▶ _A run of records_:
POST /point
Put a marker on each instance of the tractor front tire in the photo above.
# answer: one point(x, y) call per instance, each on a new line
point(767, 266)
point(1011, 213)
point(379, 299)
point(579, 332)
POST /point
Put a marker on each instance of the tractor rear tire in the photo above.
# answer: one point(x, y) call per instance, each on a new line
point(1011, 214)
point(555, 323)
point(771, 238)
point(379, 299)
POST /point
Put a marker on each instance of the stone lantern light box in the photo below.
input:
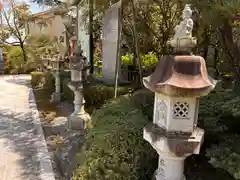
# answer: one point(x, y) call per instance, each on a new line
point(178, 82)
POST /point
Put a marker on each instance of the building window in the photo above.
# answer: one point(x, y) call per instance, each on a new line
point(181, 110)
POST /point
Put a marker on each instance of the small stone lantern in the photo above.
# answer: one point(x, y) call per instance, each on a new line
point(178, 82)
point(77, 65)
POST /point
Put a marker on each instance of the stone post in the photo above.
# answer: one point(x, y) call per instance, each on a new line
point(178, 82)
point(56, 96)
point(77, 64)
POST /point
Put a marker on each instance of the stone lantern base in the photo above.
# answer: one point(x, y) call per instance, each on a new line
point(79, 118)
point(173, 148)
point(78, 121)
point(56, 97)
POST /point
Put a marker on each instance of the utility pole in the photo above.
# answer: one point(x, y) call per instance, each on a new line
point(90, 32)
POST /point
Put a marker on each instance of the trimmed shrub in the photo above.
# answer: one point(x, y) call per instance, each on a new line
point(114, 147)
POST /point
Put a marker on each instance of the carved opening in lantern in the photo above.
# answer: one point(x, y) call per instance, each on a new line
point(181, 110)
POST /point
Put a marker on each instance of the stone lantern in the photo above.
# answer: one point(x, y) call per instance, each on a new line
point(56, 63)
point(178, 82)
point(78, 64)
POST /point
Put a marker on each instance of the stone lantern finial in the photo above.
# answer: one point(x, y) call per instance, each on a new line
point(178, 83)
point(182, 38)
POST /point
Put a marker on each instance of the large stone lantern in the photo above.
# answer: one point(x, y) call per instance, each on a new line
point(178, 82)
point(78, 64)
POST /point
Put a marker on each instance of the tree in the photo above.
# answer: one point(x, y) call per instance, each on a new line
point(15, 17)
point(215, 27)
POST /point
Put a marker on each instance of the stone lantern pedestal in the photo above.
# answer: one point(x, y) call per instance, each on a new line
point(78, 118)
point(178, 83)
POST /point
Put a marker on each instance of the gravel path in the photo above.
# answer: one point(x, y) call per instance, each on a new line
point(23, 149)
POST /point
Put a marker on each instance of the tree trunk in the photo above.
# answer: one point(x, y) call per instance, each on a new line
point(231, 49)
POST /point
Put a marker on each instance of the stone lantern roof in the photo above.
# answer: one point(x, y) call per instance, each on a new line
point(180, 76)
point(183, 74)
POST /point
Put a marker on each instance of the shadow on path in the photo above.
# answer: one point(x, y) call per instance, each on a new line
point(21, 138)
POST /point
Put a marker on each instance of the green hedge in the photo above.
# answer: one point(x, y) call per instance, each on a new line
point(115, 148)
point(95, 94)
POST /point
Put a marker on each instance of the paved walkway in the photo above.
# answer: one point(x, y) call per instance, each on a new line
point(23, 151)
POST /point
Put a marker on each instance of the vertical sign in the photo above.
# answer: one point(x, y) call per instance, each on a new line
point(110, 42)
point(1, 62)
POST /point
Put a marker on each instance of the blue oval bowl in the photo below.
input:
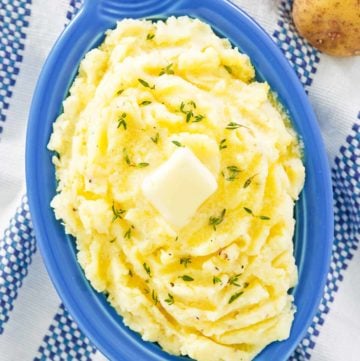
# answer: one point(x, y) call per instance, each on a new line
point(314, 230)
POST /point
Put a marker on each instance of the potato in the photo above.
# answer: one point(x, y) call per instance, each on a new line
point(332, 26)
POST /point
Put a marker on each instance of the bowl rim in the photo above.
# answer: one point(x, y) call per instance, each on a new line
point(91, 18)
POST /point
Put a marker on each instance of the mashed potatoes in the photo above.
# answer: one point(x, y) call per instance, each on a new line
point(217, 288)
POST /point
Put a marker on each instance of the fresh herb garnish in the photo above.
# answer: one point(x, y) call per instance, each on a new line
point(233, 125)
point(233, 172)
point(215, 221)
point(147, 269)
point(146, 84)
point(154, 297)
point(185, 261)
point(122, 121)
point(228, 69)
point(117, 213)
point(178, 144)
point(156, 138)
point(216, 280)
point(170, 300)
point(233, 280)
point(126, 157)
point(235, 296)
point(186, 278)
point(167, 70)
point(188, 110)
point(222, 144)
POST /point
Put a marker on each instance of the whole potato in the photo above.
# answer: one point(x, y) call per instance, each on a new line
point(332, 26)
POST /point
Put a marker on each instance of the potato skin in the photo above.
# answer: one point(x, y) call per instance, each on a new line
point(332, 26)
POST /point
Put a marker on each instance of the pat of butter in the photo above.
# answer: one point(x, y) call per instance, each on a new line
point(179, 186)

▶ _PROBLEM TO WORK ON_: Please find every line above that contains the word "path" and copy each one.

▶ _ANSWER BELOW_:
Put a marker on each instance of the gravel path in the photo above.
Put a marker on each instance of the shadow on path in the photo above.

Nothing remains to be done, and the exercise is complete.